Mob torches Kenyan church

Dozens killed amid spreading violence as opposition demands president “admit defeat”.

Slum residents
In the Mathare slum, Odinga supporters torched a minibus and attacked Kikuyu travellers [AFP]
Video from a helicopter chartered by the Red Cross showed hundreds of homes and farms in flames; groups of people were seen seeking sanctuary at schools and the airport, while others moved into the forest.
 

An estimated 70,000 people have been displaced by the unrest in western Kenya, the Kenya Red Cross said.
 

A Catholic priest in the town said thousands of terrified Kikuyu – the tribe of Mwai Kibaki, the president – had taken shelter in churches.

 
“There are four to five thousand in the main cathedral, and thousands in other churches,” Father Paul Brennan said.
 
“Houses are being burned. It is too dangerous to go outside and count the dead.”

 

A local reporter said the mob of youths went to the church near Eldoret and overpowered boys who were guarding it before setting it on fire.

 

‘Hacking and torching’

 

George Karanja, whose family had sought refuge at the church, said the mob which arrived on Tuesday morning was made up of about 2,000 people.

 

“They started burning the church,” he said. “The mattresses that people were sleeping on caught fire. There was a stampede, and people fell on one another.”

Segmentation labeling items:
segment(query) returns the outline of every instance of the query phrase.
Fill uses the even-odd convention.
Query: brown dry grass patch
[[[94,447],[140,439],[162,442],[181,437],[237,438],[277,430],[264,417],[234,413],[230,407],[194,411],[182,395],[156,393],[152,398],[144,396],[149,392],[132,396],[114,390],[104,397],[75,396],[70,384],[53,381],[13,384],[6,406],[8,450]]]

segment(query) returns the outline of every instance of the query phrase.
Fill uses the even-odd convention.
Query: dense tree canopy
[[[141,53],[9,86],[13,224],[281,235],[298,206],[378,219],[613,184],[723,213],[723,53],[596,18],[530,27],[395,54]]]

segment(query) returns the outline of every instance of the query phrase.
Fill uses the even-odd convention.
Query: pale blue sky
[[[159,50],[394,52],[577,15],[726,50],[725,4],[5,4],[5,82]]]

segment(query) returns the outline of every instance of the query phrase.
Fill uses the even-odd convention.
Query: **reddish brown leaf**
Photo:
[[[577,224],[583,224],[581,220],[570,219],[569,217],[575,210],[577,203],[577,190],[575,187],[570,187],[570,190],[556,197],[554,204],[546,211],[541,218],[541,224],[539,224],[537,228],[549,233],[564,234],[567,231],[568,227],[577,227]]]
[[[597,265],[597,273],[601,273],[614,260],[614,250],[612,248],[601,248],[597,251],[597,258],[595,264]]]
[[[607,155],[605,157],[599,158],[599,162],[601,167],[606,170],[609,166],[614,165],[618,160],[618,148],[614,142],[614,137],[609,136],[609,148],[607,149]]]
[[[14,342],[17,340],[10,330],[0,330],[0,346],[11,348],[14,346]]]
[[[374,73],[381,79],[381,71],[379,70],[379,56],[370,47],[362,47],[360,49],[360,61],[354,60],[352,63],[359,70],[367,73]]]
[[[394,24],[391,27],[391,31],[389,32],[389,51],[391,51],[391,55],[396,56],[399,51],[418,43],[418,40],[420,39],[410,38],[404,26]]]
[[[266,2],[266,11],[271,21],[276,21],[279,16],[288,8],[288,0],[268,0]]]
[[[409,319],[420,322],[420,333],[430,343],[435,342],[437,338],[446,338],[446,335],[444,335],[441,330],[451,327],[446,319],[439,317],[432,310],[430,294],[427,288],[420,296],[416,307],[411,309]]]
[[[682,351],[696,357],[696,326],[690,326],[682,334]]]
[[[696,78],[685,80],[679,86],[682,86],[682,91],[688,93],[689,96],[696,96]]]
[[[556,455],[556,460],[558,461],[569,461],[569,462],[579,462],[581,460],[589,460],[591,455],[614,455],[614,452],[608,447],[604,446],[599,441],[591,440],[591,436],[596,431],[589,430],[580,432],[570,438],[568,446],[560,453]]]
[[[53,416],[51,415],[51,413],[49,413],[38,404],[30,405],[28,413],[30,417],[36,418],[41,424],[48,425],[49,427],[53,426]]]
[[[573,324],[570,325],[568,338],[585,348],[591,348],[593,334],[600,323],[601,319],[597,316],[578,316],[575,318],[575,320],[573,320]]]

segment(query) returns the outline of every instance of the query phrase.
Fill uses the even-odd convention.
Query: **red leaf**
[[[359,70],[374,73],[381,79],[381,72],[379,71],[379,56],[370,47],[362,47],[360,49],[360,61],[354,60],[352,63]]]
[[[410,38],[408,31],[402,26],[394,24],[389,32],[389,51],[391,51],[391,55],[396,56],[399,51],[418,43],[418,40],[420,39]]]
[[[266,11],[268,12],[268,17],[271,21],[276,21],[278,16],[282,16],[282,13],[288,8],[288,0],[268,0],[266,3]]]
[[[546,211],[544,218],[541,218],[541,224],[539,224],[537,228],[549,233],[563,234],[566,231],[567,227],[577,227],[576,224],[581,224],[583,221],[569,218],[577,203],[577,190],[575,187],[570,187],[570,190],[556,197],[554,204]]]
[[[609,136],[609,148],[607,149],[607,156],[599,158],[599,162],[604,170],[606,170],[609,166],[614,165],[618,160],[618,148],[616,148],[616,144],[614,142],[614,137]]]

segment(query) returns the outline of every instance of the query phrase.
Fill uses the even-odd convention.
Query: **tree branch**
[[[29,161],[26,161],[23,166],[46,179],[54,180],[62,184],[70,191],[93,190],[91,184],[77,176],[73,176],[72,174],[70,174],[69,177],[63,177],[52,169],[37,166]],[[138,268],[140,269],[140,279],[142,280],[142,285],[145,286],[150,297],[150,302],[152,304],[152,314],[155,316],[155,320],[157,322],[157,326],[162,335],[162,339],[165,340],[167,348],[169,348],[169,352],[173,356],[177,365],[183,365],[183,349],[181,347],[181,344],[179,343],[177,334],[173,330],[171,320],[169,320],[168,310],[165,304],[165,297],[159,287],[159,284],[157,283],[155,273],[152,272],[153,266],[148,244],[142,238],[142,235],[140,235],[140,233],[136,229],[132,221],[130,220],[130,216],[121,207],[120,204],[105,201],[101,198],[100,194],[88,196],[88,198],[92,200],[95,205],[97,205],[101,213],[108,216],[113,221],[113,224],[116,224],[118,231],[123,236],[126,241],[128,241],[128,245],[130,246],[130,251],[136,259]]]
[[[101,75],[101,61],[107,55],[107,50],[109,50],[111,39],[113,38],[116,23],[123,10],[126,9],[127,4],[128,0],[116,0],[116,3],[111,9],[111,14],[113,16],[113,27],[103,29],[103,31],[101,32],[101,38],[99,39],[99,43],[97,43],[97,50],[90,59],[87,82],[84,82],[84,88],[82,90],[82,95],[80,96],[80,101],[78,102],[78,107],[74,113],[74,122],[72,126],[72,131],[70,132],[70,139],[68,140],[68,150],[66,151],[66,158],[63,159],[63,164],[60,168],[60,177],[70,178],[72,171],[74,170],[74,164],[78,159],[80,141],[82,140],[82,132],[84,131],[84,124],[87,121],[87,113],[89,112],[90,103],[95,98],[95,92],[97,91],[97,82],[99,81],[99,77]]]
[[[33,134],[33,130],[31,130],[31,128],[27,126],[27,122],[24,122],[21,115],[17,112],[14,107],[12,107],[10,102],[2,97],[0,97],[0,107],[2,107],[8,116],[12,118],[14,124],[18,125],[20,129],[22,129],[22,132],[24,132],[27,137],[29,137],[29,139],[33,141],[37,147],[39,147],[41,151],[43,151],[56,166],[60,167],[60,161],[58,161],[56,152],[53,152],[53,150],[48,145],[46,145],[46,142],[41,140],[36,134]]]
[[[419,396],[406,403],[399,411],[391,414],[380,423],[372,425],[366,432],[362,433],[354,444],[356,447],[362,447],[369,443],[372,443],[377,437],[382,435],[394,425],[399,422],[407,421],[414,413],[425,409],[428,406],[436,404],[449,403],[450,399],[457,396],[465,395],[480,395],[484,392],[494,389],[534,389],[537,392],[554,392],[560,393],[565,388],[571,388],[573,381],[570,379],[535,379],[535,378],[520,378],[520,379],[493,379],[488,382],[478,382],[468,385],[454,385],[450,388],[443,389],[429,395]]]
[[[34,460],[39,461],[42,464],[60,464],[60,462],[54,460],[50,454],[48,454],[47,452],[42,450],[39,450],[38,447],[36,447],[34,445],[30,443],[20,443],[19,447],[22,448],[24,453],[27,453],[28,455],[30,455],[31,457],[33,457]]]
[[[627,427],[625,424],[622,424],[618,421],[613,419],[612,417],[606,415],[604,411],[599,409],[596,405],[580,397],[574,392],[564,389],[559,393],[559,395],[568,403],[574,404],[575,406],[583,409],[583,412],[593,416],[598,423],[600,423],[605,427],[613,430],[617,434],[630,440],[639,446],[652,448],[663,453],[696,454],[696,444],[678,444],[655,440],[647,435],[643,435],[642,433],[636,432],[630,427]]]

_Directive A_
Change "helicopter" to "small plane" in the article on the Kenyan church attack and give the passage between "Mob torches Kenyan" and "Red Cross said.", inclusive.
_Directive B_
Write out the listing word for word, from its first line through the line holding "[[[159,50],[394,52],[577,15],[726,50],[725,4],[5,4],[5,82]]]", inclusive.

_Written reply A_
Mob torches Kenyan church

Dozens killed amid spreading violence as opposition demands president “admit defeat”.

Slum residents
In the Mathare slum, Odinga supporters torched a minibus and attacked Kikuyu travellers [AFP]
Video from a small plane chartered by the Red Cross showed hundreds of homes and farms in flames; groups of people were seen seeking sanctuary at schools and the airport, while others moved into the forest.
 

An estimated 70,000 people have been displaced by the unrest in western Kenya, the Kenya Red Cross said.

_Written reply B_
segment(query) returns the outline of every instance of the query phrase.
Fill uses the even-odd convention.
Query: brown dry grass patch
[[[94,447],[140,439],[162,442],[181,437],[237,438],[277,430],[264,417],[234,413],[230,407],[194,411],[182,395],[156,393],[152,398],[144,396],[149,392],[132,396],[114,390],[104,397],[75,396],[70,384],[53,381],[13,384],[6,406],[8,450]]]

segment(query) returns the outline of every instance of the query phrase.
Fill uses the even-odd convention.
Query: dense tree canopy
[[[141,53],[9,86],[13,224],[281,235],[298,206],[378,219],[613,184],[723,213],[723,53],[596,18],[530,27],[395,54]]]

segment(query) returns the outline of every instance of the query phrase.
Fill uses the even-odd convention.
Query: pale blue sky
[[[159,50],[394,52],[577,15],[726,50],[725,4],[5,4],[5,82]]]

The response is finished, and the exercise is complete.